- Fragmento seleccionado -
- - - - -

Robert Kurz - La huida hacia adelante

La huida hacia adelante

El eventual ataque norteamericano a Irak servirá no para desbaratar al terrorismo, sino para conseguir petróleo a bajo precio y así suavizar las contradicciones de la globalización.

Robert Kurz

El ataque militar de los Estados Unidos contra Irak parece ser cosa decidida. En esta cuestión, el gobierno del presidente George W. Bush ya mostró sus intenciones lo suficiente como para dar marcha atrás sin desprestigiarse. En realidad, el avance militar empezó hace ya tiempo. Los EE.UU. desplazan constantemente nuevos contingentes de tropas hacia sus bases en Oriente Próximo. Una formación naval suplementaria, con el portaaviones Constellation, está en camino a la región del golfo, donde ya se encuentra el Abraham Lincoln. Todo esto sólo tiene sentido porque el ataque se está preparando a pesar de todos los esfuerzos políticos. El gobierno norteamericano declaró abiertamente que no va a permitir que la tan invocada «comunidad internacional» ate sus manos. El intento de arrancar una resolución de la ONU adecuada a sus propósitos sirve tan sólo como acompañamiento diplomático. La voluntad de desencadenar el ataque es evidentemente más fuerte que cualquier evaluación equilibrada.

Podríamos sentirnos casi transportados al pasado de la historia moderna. Pues desde el siglo XVI hasta la Segunda Guerra Mundial la cuestión de la guerra y de la paz nunca fue decidida por medio de un procedimiento de legalidad formal y conforme al derecho de gentes, sino por «resoluciones solitarias» de los gobiernos, legitimadas única y exclusivamente por el poder fáctico. Después de las experiencias catastróficas en la época de la Segunda Guerra, las normas vinculantes del derecho internacional abolirían la «zona de caza libre» en el mundo de los Estados. La ONU y su Consejo de Seguridad fueron reconocidos universalmente como el marco de esa obligatoriedad. Pero la ONU nunca fue un poder fáctico; sólo constituía la representación formal de una suma de Estados nacionales soberanos. En el plano del poder fáctico, el mundo estaba dividido en una «pax americana» y en una «pax soviética». Desde el ocaso de la Unión Soviética, sólo quedó la «pax americana». Y es digno de observar que esta última potencia mundial fáctica, apoyada en una maquinaria militar absolutamente superior y sin rival, se encuentra en una oposición cada vez mayor con relación al derecho internacional y a las instancias de la ONU. Es cierto que ya en el pasado los Estados Unidos no dejaron ninguna duda de que sólo se sienten comprometidos con la ONU en la medida en que esta representación general del mundo de los Estados está subordinada a la «pax americana» y le es obediente. Pero en esa relación oscura entre la ONU, el Consejo de Seguridad y el derecho internacional, por un lado, y la «pax americana», por otro, no se registró durante medio siglo ninguna ruptura abierta. La primera guerra por el orden mundial, en 1991, contra Irak, fue llevada a cabo aún bajo la égida de la ONU y en nombre del derecho internacional, a fin de detener la anexión de Kuwait. Pero ya la segunda guerra del orden mundial, contra el resto de los yugoslavos (los serbios), hirió de manera flagrante exactamente los principios que pocos años antes fueron proclamados contra Irak. En consecuencia, la OTAN (alianza militar occidental) puso en acción su aparato militar, que en más del 90% consiste en las Fuerzas Armadas de los EE.UU., sin el mandato de la ONU. «De facto y de jure», se trataba de una agresión de la OTAN contra un Estado soberano y un miembro de las Naciones Unidas.

- - - - -

- Descripción del ejercicio -
Reproduce sin ningún cambio el tramo del fragmento sobre el ataque a Irak que va desde "El eventual ataque" hasta "de la globalización.". Las entradas provienen de una fuente distinta a la del fragmento.

- Datos proporcionados -
- - - - -

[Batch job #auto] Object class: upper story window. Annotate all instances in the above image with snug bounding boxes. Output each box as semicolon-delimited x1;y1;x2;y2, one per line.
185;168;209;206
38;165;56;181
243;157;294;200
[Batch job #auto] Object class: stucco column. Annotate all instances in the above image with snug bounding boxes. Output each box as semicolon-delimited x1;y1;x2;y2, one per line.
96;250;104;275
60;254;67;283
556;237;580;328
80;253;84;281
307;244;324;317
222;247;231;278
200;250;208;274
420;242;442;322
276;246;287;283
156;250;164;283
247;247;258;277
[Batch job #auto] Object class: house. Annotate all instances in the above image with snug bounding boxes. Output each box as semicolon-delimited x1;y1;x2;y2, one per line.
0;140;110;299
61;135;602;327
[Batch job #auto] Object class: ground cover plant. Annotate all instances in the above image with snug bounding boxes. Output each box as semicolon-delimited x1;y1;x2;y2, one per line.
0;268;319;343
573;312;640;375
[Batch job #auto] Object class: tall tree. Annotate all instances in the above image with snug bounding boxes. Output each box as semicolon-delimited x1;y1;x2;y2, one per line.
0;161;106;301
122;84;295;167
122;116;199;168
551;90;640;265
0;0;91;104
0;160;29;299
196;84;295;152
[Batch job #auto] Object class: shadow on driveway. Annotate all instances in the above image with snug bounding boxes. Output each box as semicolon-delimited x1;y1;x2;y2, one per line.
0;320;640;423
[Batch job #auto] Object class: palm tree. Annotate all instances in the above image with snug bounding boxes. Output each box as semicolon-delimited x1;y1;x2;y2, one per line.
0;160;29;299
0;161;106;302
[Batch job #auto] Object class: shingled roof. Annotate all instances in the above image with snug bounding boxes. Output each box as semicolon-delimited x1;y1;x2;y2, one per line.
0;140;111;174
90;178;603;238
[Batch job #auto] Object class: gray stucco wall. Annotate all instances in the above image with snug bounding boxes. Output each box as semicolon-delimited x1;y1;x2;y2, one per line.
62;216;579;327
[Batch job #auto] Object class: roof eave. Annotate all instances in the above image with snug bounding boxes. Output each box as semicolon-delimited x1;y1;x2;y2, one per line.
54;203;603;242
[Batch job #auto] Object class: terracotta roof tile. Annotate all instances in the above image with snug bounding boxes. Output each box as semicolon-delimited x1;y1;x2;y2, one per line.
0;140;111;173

- - - - -

- Resultado -
El eventual ataque norteamericano a Irak servirá no para desbaratar al terrorismo, sino para conseguir petróleo a bajo precio y así suavizar las contradicciones de la globalización.